— WHAT YOU HAVE TO DO —
Restate all the material verbatim, except for the pictures.

+++

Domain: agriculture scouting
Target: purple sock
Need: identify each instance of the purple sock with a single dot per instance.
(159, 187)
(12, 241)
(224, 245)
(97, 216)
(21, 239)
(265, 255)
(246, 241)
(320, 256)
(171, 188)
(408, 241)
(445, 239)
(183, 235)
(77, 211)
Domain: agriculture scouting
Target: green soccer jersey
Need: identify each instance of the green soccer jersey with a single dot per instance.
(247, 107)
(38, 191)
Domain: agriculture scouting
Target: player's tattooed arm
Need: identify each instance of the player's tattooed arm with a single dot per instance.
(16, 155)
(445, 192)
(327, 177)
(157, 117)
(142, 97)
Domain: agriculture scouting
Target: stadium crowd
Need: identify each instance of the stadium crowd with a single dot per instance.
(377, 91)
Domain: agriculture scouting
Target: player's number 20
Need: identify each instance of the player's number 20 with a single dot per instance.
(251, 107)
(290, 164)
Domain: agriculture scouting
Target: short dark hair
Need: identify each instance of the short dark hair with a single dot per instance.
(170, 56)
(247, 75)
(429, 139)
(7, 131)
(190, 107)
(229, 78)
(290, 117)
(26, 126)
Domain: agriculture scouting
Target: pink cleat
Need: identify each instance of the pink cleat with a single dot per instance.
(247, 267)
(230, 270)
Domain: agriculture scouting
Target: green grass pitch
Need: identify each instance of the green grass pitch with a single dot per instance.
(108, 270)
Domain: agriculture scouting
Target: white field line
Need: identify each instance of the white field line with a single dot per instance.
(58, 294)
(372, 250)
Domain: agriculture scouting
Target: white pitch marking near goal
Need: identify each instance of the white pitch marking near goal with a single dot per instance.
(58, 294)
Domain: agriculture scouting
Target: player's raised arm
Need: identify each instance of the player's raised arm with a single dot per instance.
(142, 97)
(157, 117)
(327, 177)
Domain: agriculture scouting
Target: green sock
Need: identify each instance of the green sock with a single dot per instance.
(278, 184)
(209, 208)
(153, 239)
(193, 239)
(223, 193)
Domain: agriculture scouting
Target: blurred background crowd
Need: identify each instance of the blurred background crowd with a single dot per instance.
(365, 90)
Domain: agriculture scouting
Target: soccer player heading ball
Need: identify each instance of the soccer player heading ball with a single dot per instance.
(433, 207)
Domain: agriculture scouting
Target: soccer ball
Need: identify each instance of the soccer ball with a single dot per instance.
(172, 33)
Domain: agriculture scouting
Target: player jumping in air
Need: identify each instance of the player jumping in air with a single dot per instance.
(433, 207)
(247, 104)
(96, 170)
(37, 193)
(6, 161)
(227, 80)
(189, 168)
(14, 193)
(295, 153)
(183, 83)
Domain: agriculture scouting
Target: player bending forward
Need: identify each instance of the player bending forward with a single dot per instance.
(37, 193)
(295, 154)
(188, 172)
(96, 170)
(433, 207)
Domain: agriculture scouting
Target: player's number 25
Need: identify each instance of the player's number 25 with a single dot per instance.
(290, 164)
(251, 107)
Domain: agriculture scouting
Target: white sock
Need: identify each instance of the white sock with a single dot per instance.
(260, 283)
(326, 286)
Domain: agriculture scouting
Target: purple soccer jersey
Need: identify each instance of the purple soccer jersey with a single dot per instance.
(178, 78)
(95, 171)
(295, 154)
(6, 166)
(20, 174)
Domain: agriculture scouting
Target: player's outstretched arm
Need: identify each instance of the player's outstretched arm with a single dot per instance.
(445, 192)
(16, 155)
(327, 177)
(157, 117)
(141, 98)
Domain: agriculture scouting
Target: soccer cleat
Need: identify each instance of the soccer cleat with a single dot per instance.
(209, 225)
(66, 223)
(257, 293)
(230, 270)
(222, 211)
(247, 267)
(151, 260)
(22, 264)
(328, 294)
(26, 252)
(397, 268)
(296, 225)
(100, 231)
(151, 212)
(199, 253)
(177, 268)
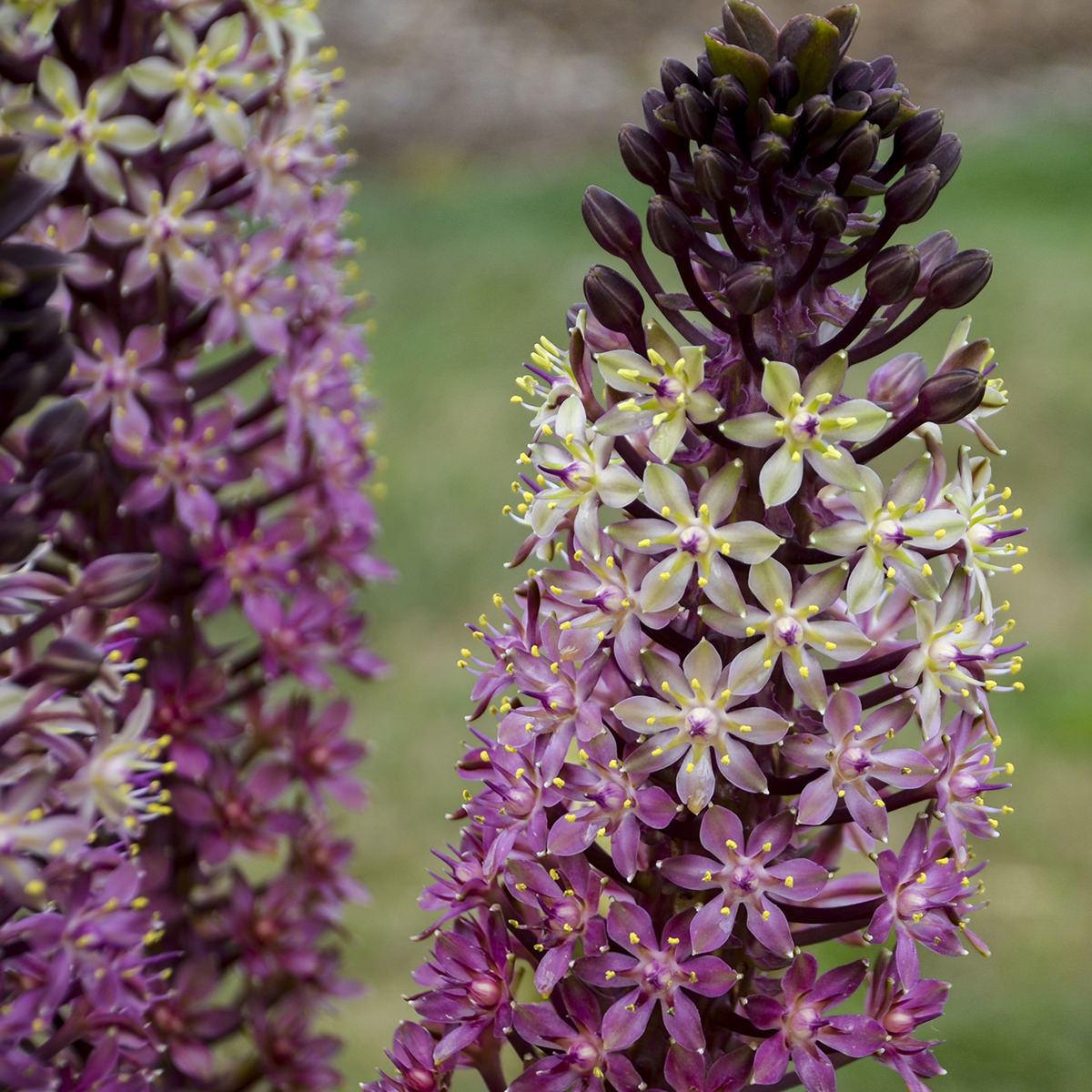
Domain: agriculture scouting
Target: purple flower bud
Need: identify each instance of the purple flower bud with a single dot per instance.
(118, 580)
(950, 396)
(614, 300)
(893, 274)
(612, 224)
(912, 196)
(644, 157)
(959, 279)
(56, 431)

+++

— RESPONSE TO THIS EXERCISE —
Domain: agriculture scouting
Target: purple sock
Need: identify each instance of the purple sock with a single dot per instance.
(159, 187)
(12, 241)
(224, 245)
(97, 216)
(21, 239)
(265, 255)
(246, 241)
(320, 256)
(171, 188)
(408, 241)
(445, 239)
(183, 235)
(77, 211)
Domain: agriculture scouting
Target: green soccer jersey
Need: identify each instance of the green soccer jersey with a single dot per instance.
(247, 107)
(38, 191)
Domain: agriculture scouting
Target: player's tattooed arm
Need: identify each instance of the player's tattooed arm with a single dot per instance.
(16, 155)
(445, 192)
(327, 177)
(157, 117)
(142, 97)
Domain: agriculture scouting
Target: stadium crowd
Need: identify each instance of the stadium crowd with a single dot per instance.
(377, 91)
Domain: agriculture scouting
Target: player's number 20
Need: identify each instance of the player's number 20 with a single dot per instance.
(251, 107)
(290, 164)
Domain: agriculture scouting
Target: short dark hair
Need: identify each instance of the short dark hair with a single dot per instance.
(170, 56)
(247, 75)
(429, 139)
(7, 131)
(190, 107)
(229, 78)
(290, 117)
(26, 126)
Domain: agriculture scouting
Target: pink cleat
Need: identify each instance of the pink cleat with a single dot per instance.
(247, 267)
(230, 270)
Domain: agriculture scouting
Target: green grass pitch
Need: identify each instance of the green grass pitch with a single dot per instance.
(108, 270)
Domain: agriculture scouting
Target: white field line
Need: identify each instance of the white field line with a single dot per instance.
(58, 294)
(372, 250)
Domain: agriculture scouting
Target: white pitch marking near goal
Need: identify each instance of the white pitch marking near goal with a single dot per instance.
(58, 294)
Domain: agriculture scouting
Target: player's raised arm
Need: identify each instance of the player's raised arm with a single dot per instance.
(142, 97)
(157, 117)
(327, 177)
Domain: agriculture scouting
Target: green sock
Need: identify each instance of the green sock with a single dot per instance.
(278, 184)
(209, 208)
(153, 239)
(193, 239)
(223, 193)
Domain: agriculture scouting
Target: blurred background crowd
Need: identify each instance of the blurred background crowd with a single dot per instance.
(365, 90)
Domain: agriculture scouting
Target: soccer player heading ball
Need: identify each instance of the soccer player heading ball with a single dot per instance.
(433, 207)
Domain: agriculture scouting
Target: soccer ball
Need: identify each instance of the soccer ball with a single dot per instance.
(172, 33)
Domain: agriculture scouting
Target: player jumping in air
Need: identify each instance of the player jumping in air with a single dot per instance.
(433, 207)
(247, 104)
(96, 170)
(37, 193)
(6, 161)
(227, 80)
(189, 168)
(14, 193)
(295, 153)
(183, 83)
Domain: agriculture scouting
Target: player bending forward
Need: identify each instance of the player bending forward with a single dot per instance.
(37, 193)
(295, 154)
(188, 172)
(96, 170)
(433, 207)
Domain: agriculture scouting
Target: player's number 25
Need: identify each instance of the player's number 25 with a single dot per instance.
(290, 164)
(251, 107)
Domain: agriculture scouting
Target: white sock
Need: identify each instance of the white sock with a single dot per instance.
(260, 283)
(326, 286)
Domain: agriculture scouting
Target: purple soccer jersey
Need: identify each instance of the purple soccer jersey with a single dot per instance.
(178, 78)
(95, 171)
(295, 154)
(6, 166)
(20, 174)
Domain: agriculture scouting
Target: player's outstretched arm
Need: identify each instance of the player's outstretched arm with a single dot per instance.
(445, 192)
(16, 155)
(327, 177)
(157, 117)
(141, 98)
Domain: agriculture scouting
Target: soccer cleat
Need: identify each instance of the soccer cleat with a single dot per instance.
(209, 225)
(66, 223)
(257, 293)
(230, 270)
(222, 211)
(247, 267)
(151, 260)
(22, 264)
(328, 294)
(26, 252)
(397, 268)
(296, 225)
(100, 231)
(151, 212)
(199, 253)
(177, 268)
Domain: agriculture scouting
Target: purple flower bud
Need: identify each instance of the purple flower bud with a single dot per instance.
(118, 580)
(950, 396)
(614, 300)
(893, 274)
(612, 224)
(912, 196)
(644, 157)
(959, 279)
(56, 431)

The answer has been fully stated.